Veut-on mieux défendre de poétiser en commandant de rimer ? Car comment serait-il possible que la poésie volât au ciel, son but, avec telles rognures d’ailes et qui plus est écloppement et brisement ?… »

Et plus loin :

« Après tout, si nous observons ces belles instructions d’aujourd’hui sur les heurts de voyelles, nous ne dirons plus peu à peu, çà et là, mari et femme, toi et elle, etc… etc…, si nous ne disons qui est-ce, il ne faut plus dire déesse ou liesse etc.[1]. »

Sainte-Beuve s’associe de la sorte au plaidoyer :

« S’il est en effet des concours de voyelles qui choquent et qu’il importait d’interdire, il en est aussi qui plaisent et qu’il convenait d’épargner. Les anciens trouvaient une singulière mollesse dans les noms propres de Chloë, Danaë, Laïs, Leucothoë, quoi de plus doux à prononcer que notre verbe impersonnel il y a ? Les élisions, d’ailleurs, ne font-elles pas souvent un plus mauvais effet que les hiatus ? Et pourtant, on les tolère. La Fontaine et Molière se sont donc, avec raison, permis d’oublier, par moments, la règle trop exclusive de Malherbe[2]. »

§ §

▶ _Exercices_
#1 Dans le texte sur les hiatus, quels auteurs se sont permis, selon Sainte-Beuve, d'oublier par moments la règle de Malherbe ?
#2 Prolongez le texte sur les hiatus en reprenant après sa dernière phrase.

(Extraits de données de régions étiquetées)
§ §

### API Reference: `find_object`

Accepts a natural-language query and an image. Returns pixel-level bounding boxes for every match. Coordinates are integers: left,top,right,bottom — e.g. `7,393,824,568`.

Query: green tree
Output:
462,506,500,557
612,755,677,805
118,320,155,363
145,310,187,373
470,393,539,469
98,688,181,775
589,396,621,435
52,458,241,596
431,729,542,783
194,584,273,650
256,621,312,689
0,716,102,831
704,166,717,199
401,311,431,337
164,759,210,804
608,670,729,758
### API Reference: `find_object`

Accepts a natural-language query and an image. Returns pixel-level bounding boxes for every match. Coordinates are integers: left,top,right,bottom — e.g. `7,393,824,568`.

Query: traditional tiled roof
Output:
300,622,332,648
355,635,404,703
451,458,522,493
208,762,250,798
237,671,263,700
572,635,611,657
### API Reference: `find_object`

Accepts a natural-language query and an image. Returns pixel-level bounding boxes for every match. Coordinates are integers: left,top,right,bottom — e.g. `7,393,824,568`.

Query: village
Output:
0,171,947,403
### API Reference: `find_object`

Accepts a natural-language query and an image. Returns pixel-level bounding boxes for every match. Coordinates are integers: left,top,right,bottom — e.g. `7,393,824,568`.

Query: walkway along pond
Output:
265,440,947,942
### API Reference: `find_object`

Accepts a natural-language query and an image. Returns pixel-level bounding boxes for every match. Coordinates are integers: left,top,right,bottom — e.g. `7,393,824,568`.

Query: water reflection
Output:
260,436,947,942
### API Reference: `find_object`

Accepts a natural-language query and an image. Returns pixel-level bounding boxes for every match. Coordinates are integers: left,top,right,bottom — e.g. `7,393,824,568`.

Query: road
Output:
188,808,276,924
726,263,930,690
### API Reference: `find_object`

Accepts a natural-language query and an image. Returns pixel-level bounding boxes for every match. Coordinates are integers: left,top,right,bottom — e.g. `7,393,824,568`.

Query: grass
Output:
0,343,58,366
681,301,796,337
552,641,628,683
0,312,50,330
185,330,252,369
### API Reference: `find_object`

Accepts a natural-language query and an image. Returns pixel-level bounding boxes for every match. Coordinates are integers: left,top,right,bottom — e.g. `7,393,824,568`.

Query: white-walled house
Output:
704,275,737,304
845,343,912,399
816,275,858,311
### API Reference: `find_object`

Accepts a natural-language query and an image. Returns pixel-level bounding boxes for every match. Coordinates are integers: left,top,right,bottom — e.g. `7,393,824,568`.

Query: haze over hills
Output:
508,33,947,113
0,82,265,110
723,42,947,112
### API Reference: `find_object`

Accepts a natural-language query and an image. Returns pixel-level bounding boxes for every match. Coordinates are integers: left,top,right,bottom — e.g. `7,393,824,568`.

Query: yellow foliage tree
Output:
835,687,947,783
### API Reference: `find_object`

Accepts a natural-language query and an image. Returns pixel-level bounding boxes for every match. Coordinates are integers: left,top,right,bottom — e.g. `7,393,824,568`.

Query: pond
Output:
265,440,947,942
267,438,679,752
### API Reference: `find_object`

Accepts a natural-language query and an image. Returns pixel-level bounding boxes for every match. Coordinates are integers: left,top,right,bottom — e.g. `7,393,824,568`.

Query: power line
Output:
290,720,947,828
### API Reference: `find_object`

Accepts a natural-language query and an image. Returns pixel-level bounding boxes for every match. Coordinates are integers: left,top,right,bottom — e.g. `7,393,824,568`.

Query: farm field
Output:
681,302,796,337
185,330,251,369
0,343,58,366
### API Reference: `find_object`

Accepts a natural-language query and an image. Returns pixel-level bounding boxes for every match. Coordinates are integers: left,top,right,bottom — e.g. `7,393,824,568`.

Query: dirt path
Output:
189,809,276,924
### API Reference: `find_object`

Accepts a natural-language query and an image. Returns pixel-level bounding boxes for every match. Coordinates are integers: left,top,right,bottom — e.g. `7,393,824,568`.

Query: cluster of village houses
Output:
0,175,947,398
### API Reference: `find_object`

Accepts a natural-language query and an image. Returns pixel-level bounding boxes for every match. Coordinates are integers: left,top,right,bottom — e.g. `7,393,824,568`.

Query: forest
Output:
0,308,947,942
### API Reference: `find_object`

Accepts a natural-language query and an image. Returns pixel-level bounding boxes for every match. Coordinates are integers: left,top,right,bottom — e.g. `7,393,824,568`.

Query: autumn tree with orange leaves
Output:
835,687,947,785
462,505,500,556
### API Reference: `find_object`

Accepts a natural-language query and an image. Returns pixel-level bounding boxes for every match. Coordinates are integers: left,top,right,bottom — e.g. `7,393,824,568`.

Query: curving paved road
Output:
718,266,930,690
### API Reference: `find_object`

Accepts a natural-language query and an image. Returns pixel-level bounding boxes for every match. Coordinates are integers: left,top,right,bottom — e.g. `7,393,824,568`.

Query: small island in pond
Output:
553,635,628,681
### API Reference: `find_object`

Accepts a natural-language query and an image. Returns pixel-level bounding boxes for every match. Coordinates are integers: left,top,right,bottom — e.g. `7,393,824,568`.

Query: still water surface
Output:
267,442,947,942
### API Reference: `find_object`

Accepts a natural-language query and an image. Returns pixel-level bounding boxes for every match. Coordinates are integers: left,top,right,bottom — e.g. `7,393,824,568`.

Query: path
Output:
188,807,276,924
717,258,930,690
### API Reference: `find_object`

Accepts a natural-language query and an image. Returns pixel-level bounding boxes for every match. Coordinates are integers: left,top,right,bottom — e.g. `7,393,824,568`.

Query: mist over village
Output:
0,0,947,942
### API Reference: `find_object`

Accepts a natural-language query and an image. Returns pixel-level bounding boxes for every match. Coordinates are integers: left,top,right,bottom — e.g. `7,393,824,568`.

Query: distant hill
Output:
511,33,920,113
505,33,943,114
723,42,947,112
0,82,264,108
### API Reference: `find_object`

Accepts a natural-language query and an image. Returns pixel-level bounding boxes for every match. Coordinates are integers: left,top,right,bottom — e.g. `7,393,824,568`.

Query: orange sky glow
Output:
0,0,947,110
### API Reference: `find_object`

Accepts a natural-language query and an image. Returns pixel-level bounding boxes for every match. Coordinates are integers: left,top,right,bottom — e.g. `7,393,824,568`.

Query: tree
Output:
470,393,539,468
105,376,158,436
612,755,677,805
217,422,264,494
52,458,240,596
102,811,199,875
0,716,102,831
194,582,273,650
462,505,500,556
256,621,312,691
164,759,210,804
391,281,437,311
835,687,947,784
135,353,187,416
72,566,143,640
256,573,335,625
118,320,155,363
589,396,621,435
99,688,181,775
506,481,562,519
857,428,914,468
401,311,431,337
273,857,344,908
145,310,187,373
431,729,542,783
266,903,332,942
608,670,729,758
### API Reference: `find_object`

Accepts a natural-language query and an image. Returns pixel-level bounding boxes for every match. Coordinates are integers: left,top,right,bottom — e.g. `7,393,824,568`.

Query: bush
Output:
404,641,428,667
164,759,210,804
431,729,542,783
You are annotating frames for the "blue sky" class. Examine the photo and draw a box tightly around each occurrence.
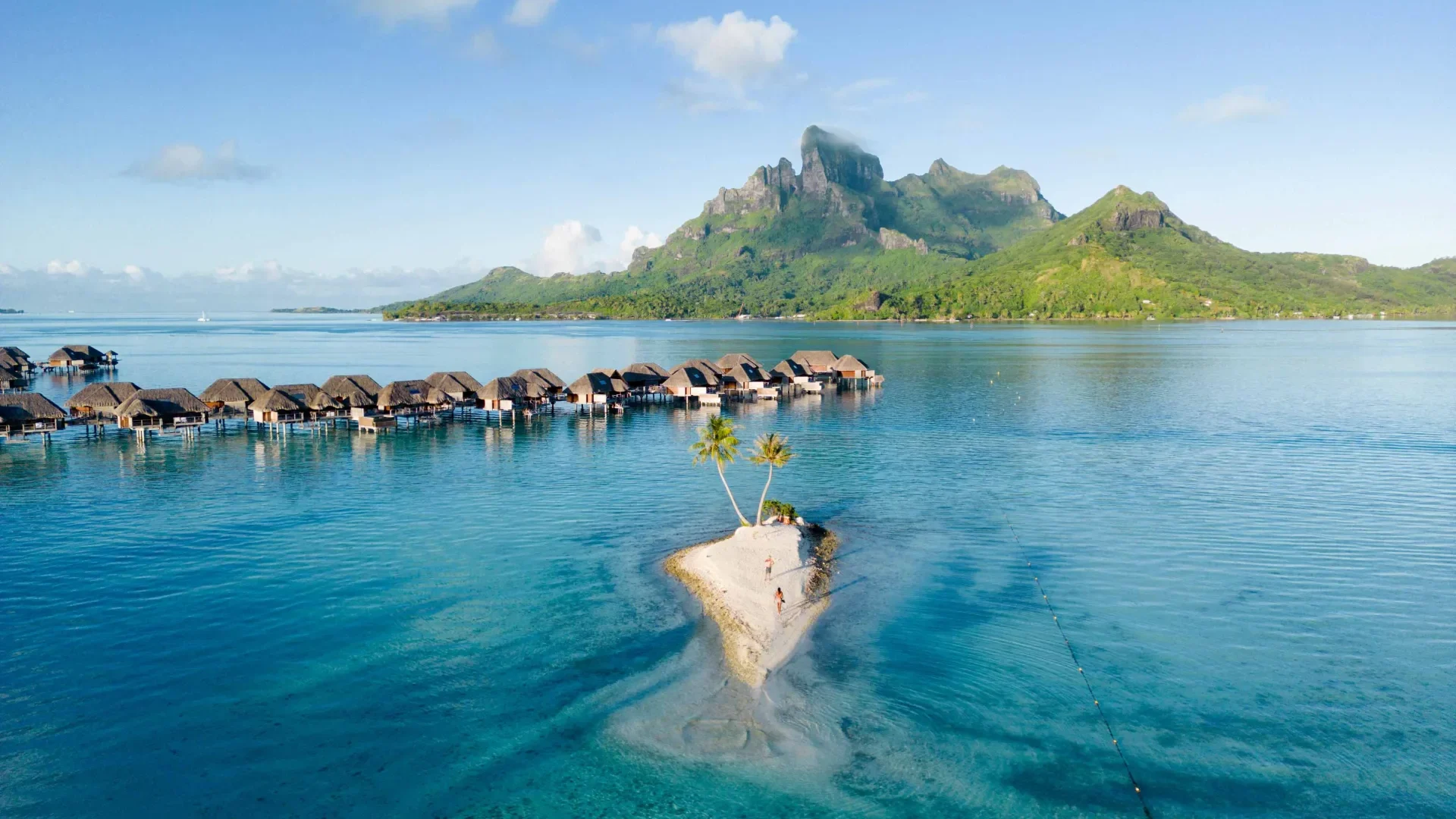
[0,0,1456,303]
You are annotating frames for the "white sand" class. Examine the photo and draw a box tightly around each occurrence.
[667,523,828,686]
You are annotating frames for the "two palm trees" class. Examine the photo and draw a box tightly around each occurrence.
[692,416,793,526]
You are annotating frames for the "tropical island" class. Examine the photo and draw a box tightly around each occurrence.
[378,127,1456,321]
[664,417,837,688]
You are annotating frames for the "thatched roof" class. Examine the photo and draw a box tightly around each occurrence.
[198,379,268,403]
[511,367,566,389]
[117,386,207,419]
[723,363,769,388]
[274,383,344,410]
[769,359,810,381]
[322,376,383,403]
[476,376,524,400]
[378,379,450,410]
[566,373,613,395]
[0,392,65,424]
[65,381,141,410]
[49,344,106,364]
[425,370,485,398]
[789,350,839,372]
[717,353,763,373]
[663,364,718,388]
[247,386,306,413]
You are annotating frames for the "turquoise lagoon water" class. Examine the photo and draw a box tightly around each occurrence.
[0,316,1456,817]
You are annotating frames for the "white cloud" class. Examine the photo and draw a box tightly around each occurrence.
[617,224,663,260]
[532,218,601,275]
[657,11,798,87]
[830,77,896,99]
[505,0,556,27]
[358,0,476,25]
[469,28,505,63]
[46,259,90,275]
[1178,87,1285,124]
[122,140,271,182]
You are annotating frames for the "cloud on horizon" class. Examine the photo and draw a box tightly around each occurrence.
[1178,87,1287,125]
[121,140,272,184]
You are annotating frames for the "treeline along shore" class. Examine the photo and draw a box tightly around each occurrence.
[0,344,883,441]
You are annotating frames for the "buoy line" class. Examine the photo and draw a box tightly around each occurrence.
[987,498,1153,819]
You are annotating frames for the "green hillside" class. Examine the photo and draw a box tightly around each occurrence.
[383,127,1456,318]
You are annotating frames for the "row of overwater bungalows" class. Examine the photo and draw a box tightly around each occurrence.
[0,347,883,436]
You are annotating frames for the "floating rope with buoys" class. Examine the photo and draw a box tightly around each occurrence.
[989,498,1153,819]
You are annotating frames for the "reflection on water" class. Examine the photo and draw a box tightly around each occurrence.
[0,316,1456,816]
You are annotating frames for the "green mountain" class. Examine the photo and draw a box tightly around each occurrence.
[383,127,1456,318]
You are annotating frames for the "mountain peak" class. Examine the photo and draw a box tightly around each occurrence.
[799,125,885,196]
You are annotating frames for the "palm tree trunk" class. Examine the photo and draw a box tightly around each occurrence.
[755,463,774,526]
[718,460,748,526]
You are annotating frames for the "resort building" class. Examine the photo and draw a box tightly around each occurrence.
[566,372,611,406]
[271,383,347,421]
[318,376,383,419]
[617,362,667,395]
[789,350,839,381]
[717,353,764,373]
[476,378,524,413]
[247,388,309,424]
[46,344,115,370]
[0,392,65,438]
[117,386,207,431]
[0,347,35,378]
[375,381,453,417]
[425,370,483,406]
[65,381,141,424]
[198,379,268,416]
[511,367,566,400]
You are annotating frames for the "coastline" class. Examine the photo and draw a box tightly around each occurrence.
[663,523,828,688]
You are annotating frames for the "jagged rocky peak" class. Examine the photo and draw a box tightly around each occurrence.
[799,125,885,196]
[703,158,799,215]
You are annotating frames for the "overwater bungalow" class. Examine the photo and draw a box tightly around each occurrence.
[198,379,268,416]
[65,381,141,424]
[274,383,348,421]
[663,364,718,400]
[318,376,383,419]
[117,386,207,433]
[46,344,114,370]
[715,353,764,373]
[0,347,35,378]
[247,388,309,424]
[0,364,27,392]
[374,379,453,416]
[617,362,667,395]
[425,370,485,406]
[769,359,812,384]
[789,350,839,381]
[719,362,769,397]
[511,367,566,400]
[478,376,524,413]
[566,372,611,408]
[0,392,65,438]
[833,354,875,381]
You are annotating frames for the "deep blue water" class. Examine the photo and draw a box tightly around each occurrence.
[0,310,1456,817]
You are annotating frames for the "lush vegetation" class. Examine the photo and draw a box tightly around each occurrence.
[383,129,1456,321]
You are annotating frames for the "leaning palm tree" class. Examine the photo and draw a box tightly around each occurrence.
[692,416,748,526]
[748,433,793,526]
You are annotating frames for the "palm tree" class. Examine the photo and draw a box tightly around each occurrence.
[748,433,793,526]
[692,416,748,526]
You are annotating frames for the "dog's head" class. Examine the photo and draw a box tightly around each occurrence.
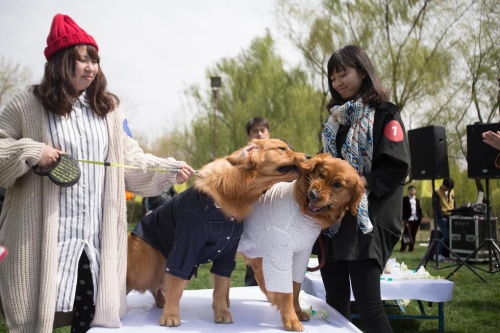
[294,153,364,228]
[194,139,307,220]
[226,139,307,187]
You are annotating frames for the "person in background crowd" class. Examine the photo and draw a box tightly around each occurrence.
[245,117,271,287]
[399,185,422,252]
[432,178,456,261]
[0,14,194,333]
[315,45,410,333]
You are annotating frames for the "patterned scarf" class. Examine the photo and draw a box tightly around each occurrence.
[322,100,375,237]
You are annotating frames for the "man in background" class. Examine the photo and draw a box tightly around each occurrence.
[399,185,422,252]
[245,117,271,140]
[245,117,271,287]
[432,178,456,261]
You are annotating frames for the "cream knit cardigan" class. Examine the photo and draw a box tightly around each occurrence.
[0,91,180,333]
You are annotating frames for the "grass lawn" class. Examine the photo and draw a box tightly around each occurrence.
[0,230,500,333]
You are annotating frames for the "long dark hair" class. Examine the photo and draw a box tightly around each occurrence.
[33,45,120,116]
[326,45,389,110]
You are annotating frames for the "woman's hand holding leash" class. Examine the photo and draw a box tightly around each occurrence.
[175,162,196,184]
[37,145,64,168]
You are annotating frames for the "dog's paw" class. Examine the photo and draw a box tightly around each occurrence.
[160,313,181,327]
[214,310,233,324]
[296,310,309,321]
[283,319,304,332]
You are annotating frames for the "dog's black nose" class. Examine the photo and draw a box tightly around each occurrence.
[307,190,319,203]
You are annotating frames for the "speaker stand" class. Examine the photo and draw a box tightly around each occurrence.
[415,178,487,283]
[446,178,500,283]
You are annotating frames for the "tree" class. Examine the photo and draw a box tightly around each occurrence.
[0,55,33,113]
[277,0,482,152]
[174,32,326,167]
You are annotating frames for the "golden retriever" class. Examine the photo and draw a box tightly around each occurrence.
[127,139,306,326]
[238,154,364,331]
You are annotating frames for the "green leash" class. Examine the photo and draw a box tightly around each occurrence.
[32,154,199,187]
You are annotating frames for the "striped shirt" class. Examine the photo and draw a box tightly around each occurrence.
[48,93,108,312]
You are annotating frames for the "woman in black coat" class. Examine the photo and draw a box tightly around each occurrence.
[319,45,410,333]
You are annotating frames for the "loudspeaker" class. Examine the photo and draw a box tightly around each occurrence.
[467,123,500,179]
[408,126,450,179]
[450,215,498,261]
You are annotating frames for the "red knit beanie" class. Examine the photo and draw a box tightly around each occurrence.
[44,14,99,60]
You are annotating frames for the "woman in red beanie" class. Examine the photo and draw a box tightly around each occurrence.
[0,14,194,333]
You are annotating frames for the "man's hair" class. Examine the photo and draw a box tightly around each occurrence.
[245,117,269,135]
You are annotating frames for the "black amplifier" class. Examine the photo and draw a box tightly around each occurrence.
[452,203,486,216]
[450,215,498,261]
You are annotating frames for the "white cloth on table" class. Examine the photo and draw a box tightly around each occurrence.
[302,258,455,302]
[88,287,361,333]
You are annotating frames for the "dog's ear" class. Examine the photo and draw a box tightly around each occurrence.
[294,157,317,174]
[349,175,365,216]
[226,142,259,170]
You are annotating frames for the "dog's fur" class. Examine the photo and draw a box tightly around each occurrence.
[238,154,364,331]
[127,139,306,326]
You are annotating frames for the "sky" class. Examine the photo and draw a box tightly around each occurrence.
[0,0,299,138]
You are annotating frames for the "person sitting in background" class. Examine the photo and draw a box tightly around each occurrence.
[399,185,422,252]
[432,178,456,260]
[245,117,271,287]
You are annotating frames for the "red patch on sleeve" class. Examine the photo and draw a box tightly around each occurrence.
[384,120,404,142]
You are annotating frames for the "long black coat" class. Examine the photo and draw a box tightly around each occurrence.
[321,103,410,269]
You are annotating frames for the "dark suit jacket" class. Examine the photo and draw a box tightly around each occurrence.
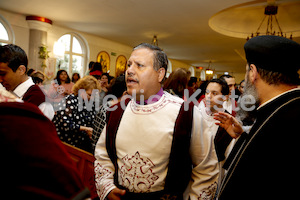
[219,90,300,200]
[0,102,85,200]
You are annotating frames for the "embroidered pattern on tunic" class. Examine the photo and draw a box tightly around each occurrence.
[119,151,159,193]
[130,96,181,115]
[95,163,113,199]
[198,182,218,200]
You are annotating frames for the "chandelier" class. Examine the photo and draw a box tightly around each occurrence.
[247,5,293,41]
[209,0,300,40]
[151,35,158,47]
[205,60,214,75]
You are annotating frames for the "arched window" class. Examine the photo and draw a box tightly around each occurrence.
[53,33,88,77]
[189,66,195,77]
[0,15,14,45]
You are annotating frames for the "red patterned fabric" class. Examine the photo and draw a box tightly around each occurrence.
[0,102,85,200]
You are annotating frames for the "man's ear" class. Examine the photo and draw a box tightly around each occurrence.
[249,64,258,83]
[16,65,26,75]
[157,68,166,83]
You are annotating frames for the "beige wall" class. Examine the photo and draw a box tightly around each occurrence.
[0,9,221,78]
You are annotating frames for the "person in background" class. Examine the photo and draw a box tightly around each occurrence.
[92,75,127,150]
[216,35,300,200]
[72,72,80,84]
[53,76,100,153]
[0,44,54,119]
[26,68,36,76]
[188,76,200,96]
[194,79,242,192]
[85,61,95,75]
[46,69,74,111]
[238,79,245,95]
[53,69,74,96]
[89,62,103,79]
[31,71,45,87]
[163,68,191,99]
[220,74,237,116]
[0,85,89,200]
[95,43,218,200]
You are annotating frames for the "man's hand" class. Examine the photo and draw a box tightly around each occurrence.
[107,188,126,200]
[214,112,244,138]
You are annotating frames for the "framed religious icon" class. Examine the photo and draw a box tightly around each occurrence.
[116,55,127,77]
[97,51,110,73]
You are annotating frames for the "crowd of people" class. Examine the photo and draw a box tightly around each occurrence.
[0,36,300,200]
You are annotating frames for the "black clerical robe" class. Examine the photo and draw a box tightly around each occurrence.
[218,88,300,200]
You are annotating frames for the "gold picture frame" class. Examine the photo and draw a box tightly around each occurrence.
[116,55,127,77]
[97,51,110,73]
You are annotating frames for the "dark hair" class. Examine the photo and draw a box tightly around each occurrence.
[89,61,95,70]
[205,78,229,95]
[55,69,71,85]
[248,63,300,85]
[31,71,45,84]
[219,74,234,82]
[163,68,189,97]
[0,44,28,72]
[107,75,127,98]
[90,62,102,72]
[72,72,81,83]
[188,76,198,87]
[133,43,169,75]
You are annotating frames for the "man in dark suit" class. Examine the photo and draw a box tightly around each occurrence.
[0,44,54,119]
[217,36,300,200]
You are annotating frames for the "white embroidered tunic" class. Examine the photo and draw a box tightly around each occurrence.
[95,92,218,200]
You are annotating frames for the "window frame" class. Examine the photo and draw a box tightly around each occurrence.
[56,32,89,78]
[0,15,15,44]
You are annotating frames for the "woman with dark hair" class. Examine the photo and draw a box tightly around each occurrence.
[72,72,80,84]
[48,69,74,108]
[53,76,100,152]
[164,68,191,98]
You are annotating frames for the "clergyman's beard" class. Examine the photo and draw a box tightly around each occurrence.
[236,75,260,125]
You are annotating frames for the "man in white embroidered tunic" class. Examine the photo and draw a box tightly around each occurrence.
[95,43,219,200]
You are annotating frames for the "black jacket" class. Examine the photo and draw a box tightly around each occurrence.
[218,90,300,200]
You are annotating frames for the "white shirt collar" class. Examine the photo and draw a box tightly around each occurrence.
[13,77,34,98]
[257,86,300,110]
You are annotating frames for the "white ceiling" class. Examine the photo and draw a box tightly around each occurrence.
[0,0,300,73]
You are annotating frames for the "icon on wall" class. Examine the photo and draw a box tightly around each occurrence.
[97,51,110,73]
[116,55,127,77]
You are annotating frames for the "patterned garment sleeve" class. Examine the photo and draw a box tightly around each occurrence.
[185,108,219,200]
[92,106,107,149]
[53,95,80,133]
[94,128,116,200]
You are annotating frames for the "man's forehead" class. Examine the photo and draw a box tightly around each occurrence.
[128,48,153,62]
[225,77,235,84]
[206,83,222,92]
[0,62,12,71]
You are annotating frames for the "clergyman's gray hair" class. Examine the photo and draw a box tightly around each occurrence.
[133,43,168,72]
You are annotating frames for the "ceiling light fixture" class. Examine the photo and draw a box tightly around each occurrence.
[247,5,293,41]
[205,61,214,75]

§ §

▶ _Corrigés_
#1 La Fontaine et Molière.

#2
Ne pourrait-on ajouter que toutes les fois qu’un artiste de talent se sera dispensé d’une règle avec un bonheur évident, cette exception pourra être classée par les théoriciens au nombre de celles qui figurent dans les traités (d’harmonie par exemple) ou dans les grammaires et qui font partie de la

  1. Mlle  de Gournay, De la façon d'écrire de MM.  Du Perron et Bertaut.
  2. Sainte-Beuve, La Poésie au XVIe siècle.